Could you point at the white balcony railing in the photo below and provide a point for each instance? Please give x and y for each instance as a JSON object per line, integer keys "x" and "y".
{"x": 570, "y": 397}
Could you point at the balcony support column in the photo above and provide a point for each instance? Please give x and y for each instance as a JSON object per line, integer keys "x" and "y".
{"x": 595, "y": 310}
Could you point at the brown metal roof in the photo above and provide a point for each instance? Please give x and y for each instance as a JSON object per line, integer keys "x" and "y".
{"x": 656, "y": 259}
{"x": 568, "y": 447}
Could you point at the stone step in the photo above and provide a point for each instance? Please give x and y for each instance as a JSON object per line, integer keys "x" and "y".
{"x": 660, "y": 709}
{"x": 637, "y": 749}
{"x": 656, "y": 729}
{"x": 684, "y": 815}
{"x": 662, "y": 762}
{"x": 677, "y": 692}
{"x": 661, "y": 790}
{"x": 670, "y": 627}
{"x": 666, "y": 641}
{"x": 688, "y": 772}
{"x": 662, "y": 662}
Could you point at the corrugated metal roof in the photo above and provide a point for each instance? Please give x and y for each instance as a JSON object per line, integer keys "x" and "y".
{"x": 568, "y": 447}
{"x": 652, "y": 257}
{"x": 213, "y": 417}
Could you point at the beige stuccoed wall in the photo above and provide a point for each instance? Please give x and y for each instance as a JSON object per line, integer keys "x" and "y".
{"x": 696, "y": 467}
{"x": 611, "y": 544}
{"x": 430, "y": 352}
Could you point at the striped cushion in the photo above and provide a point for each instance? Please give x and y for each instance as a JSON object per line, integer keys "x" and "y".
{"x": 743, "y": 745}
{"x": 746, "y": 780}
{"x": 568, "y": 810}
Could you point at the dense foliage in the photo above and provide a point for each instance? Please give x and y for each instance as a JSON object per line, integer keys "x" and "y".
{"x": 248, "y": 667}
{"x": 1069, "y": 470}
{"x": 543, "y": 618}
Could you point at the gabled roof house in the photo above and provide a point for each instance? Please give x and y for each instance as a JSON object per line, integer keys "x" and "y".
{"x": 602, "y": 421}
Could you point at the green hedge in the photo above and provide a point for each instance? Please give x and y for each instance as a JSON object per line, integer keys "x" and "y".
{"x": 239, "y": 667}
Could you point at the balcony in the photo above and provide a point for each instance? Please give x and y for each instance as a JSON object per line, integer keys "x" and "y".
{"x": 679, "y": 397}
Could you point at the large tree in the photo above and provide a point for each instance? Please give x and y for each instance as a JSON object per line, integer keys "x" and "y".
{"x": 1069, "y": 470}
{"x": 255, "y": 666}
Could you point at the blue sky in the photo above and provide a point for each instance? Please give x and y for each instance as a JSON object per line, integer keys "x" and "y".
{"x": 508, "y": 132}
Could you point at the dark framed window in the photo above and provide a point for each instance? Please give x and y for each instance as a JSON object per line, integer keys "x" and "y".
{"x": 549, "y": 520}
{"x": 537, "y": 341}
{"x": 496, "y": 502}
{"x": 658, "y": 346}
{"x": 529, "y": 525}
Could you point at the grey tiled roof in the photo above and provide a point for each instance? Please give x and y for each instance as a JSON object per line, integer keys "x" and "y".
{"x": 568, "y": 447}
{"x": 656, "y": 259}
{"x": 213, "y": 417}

━━━━

**Goal:** Write out all of the records above again, word for word, with nothing changed or left out.

**Finished task:**
Could you point at the white balcony railing in the photo below and provide a point for each instance? Please give x and y for each instance as a JSON object per line, integer keys "x" and "y".
{"x": 570, "y": 397}
Could you point at the balcony support column in the photo above and provide a point for each instance? Please give x and y for each instance as a JSON object per line, integer keys "x" and "y".
{"x": 595, "y": 310}
Could you point at the brown metal roof in the photo above and provide a point for each instance? Please give x and y for each instance as a JSON object per line, integer keys "x" and "y".
{"x": 656, "y": 259}
{"x": 568, "y": 447}
Could you point at the stone step in the photo above and provide a point for each instance? Please give x and y for each instance as a JSON object per line, integer keys "x" and "y".
{"x": 660, "y": 709}
{"x": 637, "y": 749}
{"x": 656, "y": 729}
{"x": 684, "y": 815}
{"x": 662, "y": 762}
{"x": 677, "y": 692}
{"x": 661, "y": 790}
{"x": 670, "y": 627}
{"x": 666, "y": 641}
{"x": 688, "y": 772}
{"x": 662, "y": 662}
Could you point at the corrugated metal roof in the photo above and provide a point for each instance? Please give x and y for each instance as a JSON object per line, integer keys "x" and "y".
{"x": 568, "y": 447}
{"x": 652, "y": 257}
{"x": 213, "y": 417}
Could you point at the beige stuccoed wall in the photo above and provide a point for each instance? Please give x and y for each instance as a JSON object per line, integer keys "x" and "y".
{"x": 696, "y": 467}
{"x": 611, "y": 544}
{"x": 430, "y": 352}
Could you point at the striped cushion in the photo above and provide a point for each instance? Please give x and y for each instance as a JSON object per line, integer keys "x" and "y".
{"x": 743, "y": 745}
{"x": 746, "y": 780}
{"x": 568, "y": 810}
Could you point at the dense foliage in the photo above and provide a point for each instance? Please give x and y for each instance as a JSON object per line, integer keys "x" and "y".
{"x": 248, "y": 667}
{"x": 1069, "y": 470}
{"x": 543, "y": 618}
Could you point at the gabled roof house in the photo above and provide a point for each instance? Please give x and y for each instance as a JSON object per line, integer keys "x" and "y".
{"x": 602, "y": 421}
Could you point at the green hedge in the photo above and provide a point for each instance? Please give x and y for each instance as a JSON object per line, integer keys "x" and "y".
{"x": 239, "y": 667}
Could you point at the balcony in the photo above and provide a point for each instance? Please give x and y for each instance as a JSON object per line, integer keys "x" and "y".
{"x": 679, "y": 397}
Could you point at the large tree in the photo above and provide a point for each instance? Please give x and y for each instance as a JSON object per line, integer keys "x" and "y".
{"x": 1069, "y": 470}
{"x": 255, "y": 666}
Could you point at the blue sky in the photo above and provide a point for each instance? Please give x and y for each instance as a JSON object per line, integer keys "x" and "y".
{"x": 508, "y": 132}
Could you point at the dark framed window in the photo above and provide a point for each instance? Please give x and y for each instance as a JSON object per line, integer keys "x" and "y".
{"x": 549, "y": 520}
{"x": 537, "y": 341}
{"x": 496, "y": 502}
{"x": 658, "y": 346}
{"x": 529, "y": 525}
Could you point at the grey tiled roof in the photo above and provide a point for each instance? Please give x and y for each instance as a JSON object per line, integer keys "x" and "y".
{"x": 568, "y": 447}
{"x": 656, "y": 259}
{"x": 213, "y": 417}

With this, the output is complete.